§ **SFIDE PROPOSTE**
**A)** Nel testo sulla vittoria di Trump, per quale casa editrice è uscito il volume di Angela Nagle?
**B)** Riprenda il testo sulla vittoria di Trump dal punto in cui si interrompe.

§ **TESTO DI PARTENZA**
La vittoria di Trump può essere considerata un fatto episodico? Oppure può essere considerata una tappa di un percorso politico che investe Nord America ed Europa? O forse siamo di fronte all’invasione di campo, politico nel caso, di un processo culturale che è diventata (o sta diventando) egemone? Su quest’ultima teoria si applica Angela Nagle nel suo volume Kill al Normies, uscito recentemente per Zero Book.
Il volume non è una riflessione sistematica sulla filosofia dell’alt-right americana ma fornisce un primo spunto di ricerca in merito a fenomeni comunicativi e politici che hanno caratterizzato l’ascesa e la fortificazione di una nuova destra, sovversiva nei modi e, ora che ha acquisito il potere politico, anche nei fatti.

§ **RIGHE MEMORIZZATE**

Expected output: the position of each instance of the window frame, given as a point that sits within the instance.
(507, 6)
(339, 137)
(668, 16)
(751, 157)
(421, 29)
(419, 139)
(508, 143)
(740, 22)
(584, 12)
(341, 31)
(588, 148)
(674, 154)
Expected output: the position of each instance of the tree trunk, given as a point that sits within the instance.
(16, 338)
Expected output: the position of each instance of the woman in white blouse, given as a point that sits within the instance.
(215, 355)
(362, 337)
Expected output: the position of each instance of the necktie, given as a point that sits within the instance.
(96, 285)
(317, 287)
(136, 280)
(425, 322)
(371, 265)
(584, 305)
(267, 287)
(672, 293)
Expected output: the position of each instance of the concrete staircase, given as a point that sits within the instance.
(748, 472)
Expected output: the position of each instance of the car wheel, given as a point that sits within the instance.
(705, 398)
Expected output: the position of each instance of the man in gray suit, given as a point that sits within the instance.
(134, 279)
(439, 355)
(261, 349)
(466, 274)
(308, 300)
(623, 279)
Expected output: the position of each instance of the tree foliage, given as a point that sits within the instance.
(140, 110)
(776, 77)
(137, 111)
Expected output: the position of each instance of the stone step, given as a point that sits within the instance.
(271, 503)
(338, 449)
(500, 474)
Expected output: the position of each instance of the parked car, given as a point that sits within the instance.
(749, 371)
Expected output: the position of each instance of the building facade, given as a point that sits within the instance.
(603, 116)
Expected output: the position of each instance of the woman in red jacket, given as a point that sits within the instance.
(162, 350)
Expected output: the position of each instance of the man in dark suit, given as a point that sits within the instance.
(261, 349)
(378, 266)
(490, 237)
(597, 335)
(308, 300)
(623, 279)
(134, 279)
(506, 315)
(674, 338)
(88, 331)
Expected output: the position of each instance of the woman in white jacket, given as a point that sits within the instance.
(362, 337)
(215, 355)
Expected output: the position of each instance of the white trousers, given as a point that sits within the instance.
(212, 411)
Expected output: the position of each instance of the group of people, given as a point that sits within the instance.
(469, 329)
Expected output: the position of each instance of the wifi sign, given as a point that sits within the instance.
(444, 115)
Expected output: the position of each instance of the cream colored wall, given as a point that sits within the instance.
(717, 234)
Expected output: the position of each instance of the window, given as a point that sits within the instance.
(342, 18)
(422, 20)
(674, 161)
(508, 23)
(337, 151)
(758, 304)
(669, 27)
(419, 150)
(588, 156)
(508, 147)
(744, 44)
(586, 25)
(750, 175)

§ **RISPOSTE SEGUENTI**
**A)** Zero Book.

**B)**
La Nagle, statunitense ma che insegna a Dublino, parte dalla rottura dell’utopia di internet degli anni ’90, primi duemila, che faceva il paio con il politically correct imperante dei Clinton e poi di Obama. L’internet che facendosi social media pareva essere una congiunzione tra popoli e culture, dava vita e voce a movimenti utopici come Occupy, un po’ come la terza via blairiana pareva poter addomesticare il mercato globale.
Invece quello che è successo, secondo la Nagle, che l’iperattivismo “buonista” è riuscito ad irritare masse di utenti dei vari social media che, usando strumenti tipici delle controculture libera degli anni ’70, ha finito per ribaltare i rapporti di forza, diventare egemone e alla fine eleggere persino il Presidente degli Stati Uniti.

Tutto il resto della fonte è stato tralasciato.